■ INSTRUÇÕES DA TAREFA:
Converta toda a listagem abaixo em uma lista JSON de strings, com uma string para cada linha e sem as linhas em branco. Deixe as imagens de fora da resposta.

[Itens armazenados]

★ ★ ★

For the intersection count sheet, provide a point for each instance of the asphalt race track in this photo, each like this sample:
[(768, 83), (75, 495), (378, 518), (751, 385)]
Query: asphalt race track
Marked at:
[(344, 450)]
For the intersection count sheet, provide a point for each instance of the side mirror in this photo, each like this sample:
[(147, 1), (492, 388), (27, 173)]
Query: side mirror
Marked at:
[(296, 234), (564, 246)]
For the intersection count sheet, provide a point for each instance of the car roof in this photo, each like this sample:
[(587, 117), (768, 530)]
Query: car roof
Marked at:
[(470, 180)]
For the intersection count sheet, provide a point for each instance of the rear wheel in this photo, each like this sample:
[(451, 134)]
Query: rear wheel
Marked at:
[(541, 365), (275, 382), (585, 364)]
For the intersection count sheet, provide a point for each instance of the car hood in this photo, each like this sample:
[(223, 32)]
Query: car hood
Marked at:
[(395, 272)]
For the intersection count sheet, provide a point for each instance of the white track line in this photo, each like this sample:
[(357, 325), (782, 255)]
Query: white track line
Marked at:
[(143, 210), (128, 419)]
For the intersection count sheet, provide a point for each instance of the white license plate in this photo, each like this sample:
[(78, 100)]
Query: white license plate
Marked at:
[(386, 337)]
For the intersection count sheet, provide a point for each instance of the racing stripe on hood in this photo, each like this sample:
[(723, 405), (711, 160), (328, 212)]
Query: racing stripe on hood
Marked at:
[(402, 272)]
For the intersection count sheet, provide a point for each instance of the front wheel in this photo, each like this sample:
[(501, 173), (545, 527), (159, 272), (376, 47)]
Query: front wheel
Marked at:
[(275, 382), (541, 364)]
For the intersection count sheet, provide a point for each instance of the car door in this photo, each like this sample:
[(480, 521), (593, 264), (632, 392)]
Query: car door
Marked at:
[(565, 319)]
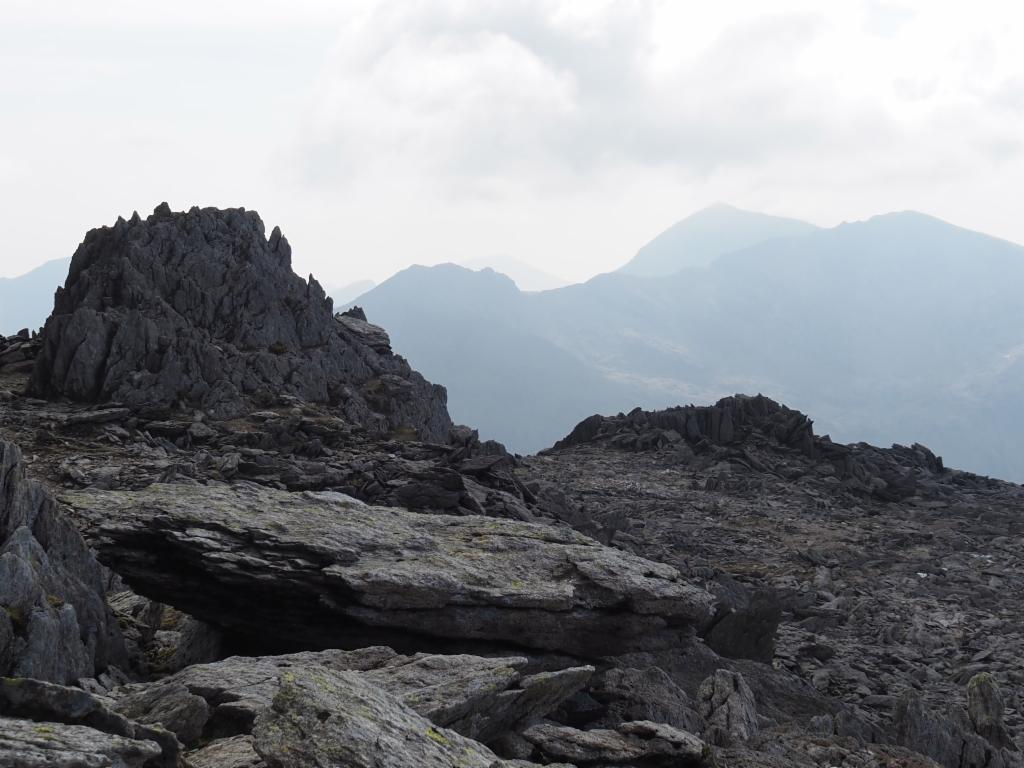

★ ★ ★

■ RESPOSTA À TAREFA:
[
  "For the intersection count sheet, provide a point for each instance of the asphalt race track in this photo, each like this sample:",
  "[(768, 83), (75, 495), (378, 518), (751, 385)]",
  "Query: asphalt race track",
  "Marked at:",
  "[(344, 450)]",
  "For the intersection count sheet, provide a point for each instance of the side mirror in this photo, each like this sample:",
  "[(147, 1), (492, 388), (27, 173)]",
  "Query: side mirror",
  "Marked at:",
  "[(296, 234), (564, 246)]",
  "For the intersection count sheet, provide a point for each instance of the car roof in this photo, each like this sample:",
  "[(587, 117), (768, 530)]",
  "Query: car roof",
  "Marked at:",
  "[(470, 180)]",
  "For the intersection count sheet, provide a point for each instance of the rear wheel in this photo, each like this sample:",
  "[(451, 134)]",
  "Query: rear wheel",
  "Marked at:",
  "[(541, 365), (275, 382), (585, 364)]",
  "For the intersection count sheet, provide a point for each instance of the car hood in this photo, each like this sample:",
  "[(223, 32)]",
  "Query: car hood",
  "Marked at:",
  "[(395, 272)]",
  "For the intersection count sheet, provide a point for each instance of the white track line in this photo, each like this sample:",
  "[(357, 325), (782, 255)]",
  "Query: white track line",
  "Marked at:",
  "[(143, 210), (128, 419)]",
  "For the intersection count sheet, provide a point for each instance of the white license plate in this photo, each like this sample:",
  "[(78, 100)]",
  "Query: white license plate",
  "Marked at:",
  "[(386, 337)]",
  "For the intersection count sheet, provide a point for each instance of the racing stripe on hood in this photo, each like this sample:",
  "[(723, 405), (711, 160), (328, 212)]",
  "Query: racing stripe on hood",
  "Marked at:",
  "[(402, 272)]",
  "For the intersection count sheet, provide a point for each instance of the front wheel in this photo, each like this sample:",
  "[(501, 173), (545, 527), (159, 272), (376, 47)]",
  "Query: front wheel",
  "Marked at:",
  "[(275, 382), (541, 364)]",
  "For the intersection count sheet, provide a point for each instance of the car door in this photo, each like this sample:",
  "[(480, 521), (593, 264), (632, 392)]",
  "Query: car door",
  "Marked at:",
  "[(565, 319)]"
]